(Extracted data entries)
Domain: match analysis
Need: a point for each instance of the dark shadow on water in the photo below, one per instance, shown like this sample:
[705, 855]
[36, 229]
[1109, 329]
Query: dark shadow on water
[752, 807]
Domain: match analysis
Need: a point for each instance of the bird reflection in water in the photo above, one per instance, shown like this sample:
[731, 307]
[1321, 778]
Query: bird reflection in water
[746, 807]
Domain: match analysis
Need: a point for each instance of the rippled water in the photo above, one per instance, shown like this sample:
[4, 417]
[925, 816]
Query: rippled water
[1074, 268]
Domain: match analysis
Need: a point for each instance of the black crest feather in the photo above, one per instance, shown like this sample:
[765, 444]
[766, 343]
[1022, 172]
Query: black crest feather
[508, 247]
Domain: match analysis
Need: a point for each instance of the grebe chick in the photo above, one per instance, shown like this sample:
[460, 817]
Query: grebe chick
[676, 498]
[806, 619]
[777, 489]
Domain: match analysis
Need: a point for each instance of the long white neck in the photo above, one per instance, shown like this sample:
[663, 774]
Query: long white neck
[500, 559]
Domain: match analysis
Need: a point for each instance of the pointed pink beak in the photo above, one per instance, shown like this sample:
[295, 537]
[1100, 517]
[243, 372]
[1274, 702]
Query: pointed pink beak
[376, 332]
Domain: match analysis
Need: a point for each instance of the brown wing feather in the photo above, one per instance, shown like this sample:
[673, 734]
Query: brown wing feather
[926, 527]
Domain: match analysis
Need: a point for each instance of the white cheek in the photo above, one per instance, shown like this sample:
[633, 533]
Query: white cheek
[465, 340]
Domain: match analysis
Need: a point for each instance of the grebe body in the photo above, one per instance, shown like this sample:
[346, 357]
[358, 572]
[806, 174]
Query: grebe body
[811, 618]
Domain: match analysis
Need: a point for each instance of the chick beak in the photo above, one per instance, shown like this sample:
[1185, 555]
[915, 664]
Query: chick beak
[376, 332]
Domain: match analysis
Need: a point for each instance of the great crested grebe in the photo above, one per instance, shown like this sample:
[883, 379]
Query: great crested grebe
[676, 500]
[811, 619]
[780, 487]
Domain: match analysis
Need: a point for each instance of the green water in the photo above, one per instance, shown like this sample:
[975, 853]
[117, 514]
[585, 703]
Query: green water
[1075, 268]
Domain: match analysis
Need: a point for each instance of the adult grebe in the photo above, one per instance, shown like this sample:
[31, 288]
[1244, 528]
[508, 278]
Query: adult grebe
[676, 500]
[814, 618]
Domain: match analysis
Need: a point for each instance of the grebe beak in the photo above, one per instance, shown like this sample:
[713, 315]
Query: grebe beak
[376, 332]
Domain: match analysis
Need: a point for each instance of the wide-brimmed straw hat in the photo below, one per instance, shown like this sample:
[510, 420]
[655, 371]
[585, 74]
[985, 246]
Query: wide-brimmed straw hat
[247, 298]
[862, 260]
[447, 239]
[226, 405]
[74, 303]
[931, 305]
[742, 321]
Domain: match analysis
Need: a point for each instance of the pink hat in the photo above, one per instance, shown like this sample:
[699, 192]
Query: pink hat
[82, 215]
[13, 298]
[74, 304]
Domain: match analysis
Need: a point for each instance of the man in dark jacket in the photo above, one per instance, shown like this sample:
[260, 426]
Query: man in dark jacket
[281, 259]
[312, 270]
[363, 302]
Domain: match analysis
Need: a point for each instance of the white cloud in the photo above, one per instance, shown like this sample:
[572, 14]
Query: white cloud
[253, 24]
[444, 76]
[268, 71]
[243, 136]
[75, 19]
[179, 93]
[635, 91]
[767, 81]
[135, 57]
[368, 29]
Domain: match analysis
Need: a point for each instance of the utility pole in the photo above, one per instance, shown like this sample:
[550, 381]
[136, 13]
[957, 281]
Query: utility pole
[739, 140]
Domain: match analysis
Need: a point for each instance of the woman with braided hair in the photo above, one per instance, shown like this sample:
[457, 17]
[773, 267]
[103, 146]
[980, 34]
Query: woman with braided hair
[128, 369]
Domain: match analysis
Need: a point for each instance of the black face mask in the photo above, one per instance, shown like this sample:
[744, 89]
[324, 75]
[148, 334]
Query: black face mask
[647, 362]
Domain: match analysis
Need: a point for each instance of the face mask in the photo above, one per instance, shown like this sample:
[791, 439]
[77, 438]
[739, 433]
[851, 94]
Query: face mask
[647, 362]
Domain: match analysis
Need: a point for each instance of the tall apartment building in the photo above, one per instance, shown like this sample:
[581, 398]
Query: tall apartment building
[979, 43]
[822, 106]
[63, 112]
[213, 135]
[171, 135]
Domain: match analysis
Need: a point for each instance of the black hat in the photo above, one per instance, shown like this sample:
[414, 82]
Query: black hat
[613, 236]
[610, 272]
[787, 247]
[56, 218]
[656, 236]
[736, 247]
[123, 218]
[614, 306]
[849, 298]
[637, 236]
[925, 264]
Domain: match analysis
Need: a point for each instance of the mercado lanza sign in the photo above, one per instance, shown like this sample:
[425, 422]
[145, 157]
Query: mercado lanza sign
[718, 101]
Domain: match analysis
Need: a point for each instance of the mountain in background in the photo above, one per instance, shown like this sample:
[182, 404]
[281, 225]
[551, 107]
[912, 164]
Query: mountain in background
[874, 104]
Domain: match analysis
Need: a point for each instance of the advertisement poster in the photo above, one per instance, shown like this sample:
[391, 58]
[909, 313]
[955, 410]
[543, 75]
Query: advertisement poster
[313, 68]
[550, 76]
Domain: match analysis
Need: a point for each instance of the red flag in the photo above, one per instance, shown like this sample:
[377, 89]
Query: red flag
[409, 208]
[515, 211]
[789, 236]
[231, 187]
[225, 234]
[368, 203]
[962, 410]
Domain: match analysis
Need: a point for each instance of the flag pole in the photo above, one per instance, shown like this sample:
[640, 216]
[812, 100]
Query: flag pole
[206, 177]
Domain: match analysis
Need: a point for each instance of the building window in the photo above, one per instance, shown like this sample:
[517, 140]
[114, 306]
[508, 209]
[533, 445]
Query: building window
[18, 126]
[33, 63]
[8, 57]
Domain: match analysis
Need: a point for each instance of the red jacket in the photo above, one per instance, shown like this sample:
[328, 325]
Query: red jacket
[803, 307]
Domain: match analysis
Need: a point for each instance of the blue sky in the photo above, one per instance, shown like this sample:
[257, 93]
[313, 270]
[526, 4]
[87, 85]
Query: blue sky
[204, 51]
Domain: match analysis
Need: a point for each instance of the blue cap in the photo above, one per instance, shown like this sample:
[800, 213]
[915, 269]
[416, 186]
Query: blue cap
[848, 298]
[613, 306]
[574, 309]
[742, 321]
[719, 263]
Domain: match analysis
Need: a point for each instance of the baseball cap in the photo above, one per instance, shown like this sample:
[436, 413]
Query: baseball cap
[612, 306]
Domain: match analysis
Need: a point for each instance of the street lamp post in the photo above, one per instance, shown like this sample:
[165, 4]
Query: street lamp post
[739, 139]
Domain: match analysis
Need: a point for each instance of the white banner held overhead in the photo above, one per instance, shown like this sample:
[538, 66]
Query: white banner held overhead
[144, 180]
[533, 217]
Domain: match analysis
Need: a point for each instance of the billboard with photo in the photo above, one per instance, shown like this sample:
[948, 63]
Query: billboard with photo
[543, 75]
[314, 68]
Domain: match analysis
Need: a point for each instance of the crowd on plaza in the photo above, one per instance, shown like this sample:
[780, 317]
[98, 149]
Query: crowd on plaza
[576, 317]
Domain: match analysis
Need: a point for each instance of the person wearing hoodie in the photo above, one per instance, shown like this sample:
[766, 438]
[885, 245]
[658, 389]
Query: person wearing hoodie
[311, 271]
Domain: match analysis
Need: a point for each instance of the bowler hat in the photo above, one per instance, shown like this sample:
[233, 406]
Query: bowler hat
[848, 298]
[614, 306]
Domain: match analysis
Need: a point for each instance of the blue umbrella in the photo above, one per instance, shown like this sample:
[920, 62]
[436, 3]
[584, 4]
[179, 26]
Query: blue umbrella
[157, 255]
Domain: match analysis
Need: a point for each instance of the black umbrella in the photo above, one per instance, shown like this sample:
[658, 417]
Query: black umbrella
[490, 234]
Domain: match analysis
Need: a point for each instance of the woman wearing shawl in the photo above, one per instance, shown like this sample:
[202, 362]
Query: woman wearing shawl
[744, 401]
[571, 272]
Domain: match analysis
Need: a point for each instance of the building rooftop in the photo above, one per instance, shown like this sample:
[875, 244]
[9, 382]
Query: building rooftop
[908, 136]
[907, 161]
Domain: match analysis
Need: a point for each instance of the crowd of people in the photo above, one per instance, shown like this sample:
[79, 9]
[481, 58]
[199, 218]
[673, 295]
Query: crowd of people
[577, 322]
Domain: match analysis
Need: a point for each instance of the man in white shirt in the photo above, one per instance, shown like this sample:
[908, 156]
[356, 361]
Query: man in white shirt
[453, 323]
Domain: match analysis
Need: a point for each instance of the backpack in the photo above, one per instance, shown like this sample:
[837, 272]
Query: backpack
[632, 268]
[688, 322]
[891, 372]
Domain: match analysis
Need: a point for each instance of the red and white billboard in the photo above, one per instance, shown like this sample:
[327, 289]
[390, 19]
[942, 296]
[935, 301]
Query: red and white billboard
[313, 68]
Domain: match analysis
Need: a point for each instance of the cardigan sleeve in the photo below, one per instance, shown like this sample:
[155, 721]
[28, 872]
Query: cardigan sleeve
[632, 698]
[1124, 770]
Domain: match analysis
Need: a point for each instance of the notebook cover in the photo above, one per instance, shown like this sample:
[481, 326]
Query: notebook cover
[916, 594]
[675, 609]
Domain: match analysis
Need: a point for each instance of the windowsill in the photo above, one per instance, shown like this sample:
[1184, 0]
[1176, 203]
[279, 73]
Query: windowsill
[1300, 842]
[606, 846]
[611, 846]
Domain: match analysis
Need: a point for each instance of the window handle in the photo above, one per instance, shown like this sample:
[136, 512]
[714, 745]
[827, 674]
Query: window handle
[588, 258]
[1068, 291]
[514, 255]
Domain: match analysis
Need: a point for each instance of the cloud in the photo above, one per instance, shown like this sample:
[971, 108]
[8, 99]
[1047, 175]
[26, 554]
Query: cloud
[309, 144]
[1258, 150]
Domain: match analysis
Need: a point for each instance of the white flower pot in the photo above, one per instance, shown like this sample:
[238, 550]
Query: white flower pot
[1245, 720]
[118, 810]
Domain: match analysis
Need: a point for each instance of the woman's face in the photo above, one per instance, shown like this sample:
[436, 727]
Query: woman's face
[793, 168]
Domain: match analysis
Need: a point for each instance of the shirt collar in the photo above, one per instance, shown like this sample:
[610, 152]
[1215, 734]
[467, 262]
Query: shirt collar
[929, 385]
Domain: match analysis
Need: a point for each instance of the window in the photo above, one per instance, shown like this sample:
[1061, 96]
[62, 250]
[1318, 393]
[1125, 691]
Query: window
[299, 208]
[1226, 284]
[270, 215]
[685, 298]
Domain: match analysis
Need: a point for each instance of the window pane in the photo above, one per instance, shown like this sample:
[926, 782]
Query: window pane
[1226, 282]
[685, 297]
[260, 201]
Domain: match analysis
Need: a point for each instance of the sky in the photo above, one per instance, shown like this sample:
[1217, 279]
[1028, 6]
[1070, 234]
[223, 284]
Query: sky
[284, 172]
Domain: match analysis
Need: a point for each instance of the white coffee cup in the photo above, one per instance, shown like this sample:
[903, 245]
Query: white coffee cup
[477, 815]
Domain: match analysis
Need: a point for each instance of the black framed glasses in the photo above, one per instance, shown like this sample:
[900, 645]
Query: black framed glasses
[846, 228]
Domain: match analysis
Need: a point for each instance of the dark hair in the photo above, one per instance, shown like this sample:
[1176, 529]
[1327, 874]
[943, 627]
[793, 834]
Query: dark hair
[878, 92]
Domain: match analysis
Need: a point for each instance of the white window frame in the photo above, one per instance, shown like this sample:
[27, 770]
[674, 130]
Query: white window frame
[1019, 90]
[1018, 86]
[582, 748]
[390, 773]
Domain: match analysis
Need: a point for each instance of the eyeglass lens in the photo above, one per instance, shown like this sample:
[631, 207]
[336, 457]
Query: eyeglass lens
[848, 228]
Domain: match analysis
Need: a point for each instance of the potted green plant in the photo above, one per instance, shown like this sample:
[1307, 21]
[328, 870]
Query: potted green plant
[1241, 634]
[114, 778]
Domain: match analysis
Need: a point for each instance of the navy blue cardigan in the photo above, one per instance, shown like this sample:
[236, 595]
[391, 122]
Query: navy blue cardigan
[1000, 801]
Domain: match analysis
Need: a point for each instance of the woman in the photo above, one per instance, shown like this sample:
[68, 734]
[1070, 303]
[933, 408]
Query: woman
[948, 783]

◆ **Activity**:
Extract every line of the records above that contains the word "below".

◆ **Solved problem**:
Need: a point for each instance of the dark shadow on water in the photo below, one per instance, shown like this sample:
Need: a point for each instance of the wide-brimmed straw hat in the photo below, one per instance, shown like this sample:
Need: a point for each instance of the cardigan sleeve in the photo below, one per instance, shown like this sample:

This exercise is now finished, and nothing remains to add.